What to work on:
Rewrite all of the material below, requests included, and offset every answer coordinate by adding 104 to each number, leaving the requests and their sample points as they are. Leave the pictures out.

Information supplied:
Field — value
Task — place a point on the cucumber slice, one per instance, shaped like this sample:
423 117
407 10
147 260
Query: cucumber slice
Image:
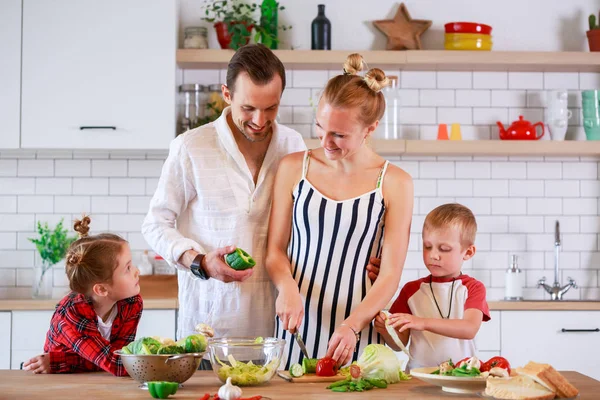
309 365
296 370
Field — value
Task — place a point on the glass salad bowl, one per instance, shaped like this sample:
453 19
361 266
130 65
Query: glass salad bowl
247 361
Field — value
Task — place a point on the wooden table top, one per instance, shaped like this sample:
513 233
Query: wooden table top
15 384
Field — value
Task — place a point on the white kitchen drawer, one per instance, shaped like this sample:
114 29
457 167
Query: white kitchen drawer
98 65
157 323
488 337
5 324
10 73
29 329
539 336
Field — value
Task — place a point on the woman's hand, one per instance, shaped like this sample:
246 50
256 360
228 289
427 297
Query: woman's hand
38 364
290 308
342 345
380 323
402 322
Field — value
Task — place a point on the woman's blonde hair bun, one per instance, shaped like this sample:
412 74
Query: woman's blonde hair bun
374 78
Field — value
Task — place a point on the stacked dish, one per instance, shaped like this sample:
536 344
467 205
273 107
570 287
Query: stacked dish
467 36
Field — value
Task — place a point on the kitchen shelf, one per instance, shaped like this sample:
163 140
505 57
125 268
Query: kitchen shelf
411 60
480 147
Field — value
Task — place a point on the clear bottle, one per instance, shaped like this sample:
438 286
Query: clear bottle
145 266
513 281
391 120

Result of the task:
Field — value
Task — place a point on the cucumber slice, one per instance, shaped like this sample:
423 117
407 10
147 260
Query: cucumber slice
Image:
413 469
400 474
Field — value
Task — place a point on the glass salad bowl, one per instance, shaped like this sample:
453 19
361 266
130 65
Query: glass salad bowl
351 465
Field — value
Task — place a point on the wooden table top, one per instance, shaped like this sample:
513 233
Query: wooden table top
119 488
Field — value
Task — place a point on the white kitchen drawer, one per instance, shaped like this sample:
114 29
457 167
Query: white kitchen drawer
202 169
261 427
592 441
109 428
114 177
133 433
643 440
Field — value
Task — place a point on the woman's hand, one per instance, shaped like this sample:
246 50
256 360
228 289
427 297
Query: woman's hand
142 468
394 412
446 449
484 427
506 426
Field — value
Task — place a point on the woman's blonde hair bun, one per instance, shaped like this sample:
412 74
Query: woman's blonde hair bun
478 182
Field — value
Task — place a point on the stacked dish, one per instance, shaped like this sample:
536 344
467 205
273 107
570 287
Query: stacked dish
571 140
Field — value
Task — place a point on the kitchen shelf, one per instance, shaped like this sample:
163 140
505 57
125 268
Query: kitchen shelf
515 164
584 251
Field — value
Task — place a point on the clear bottle, one per instance, shaped like this sample:
438 286
Query: clear bottle
249 370
617 385
495 224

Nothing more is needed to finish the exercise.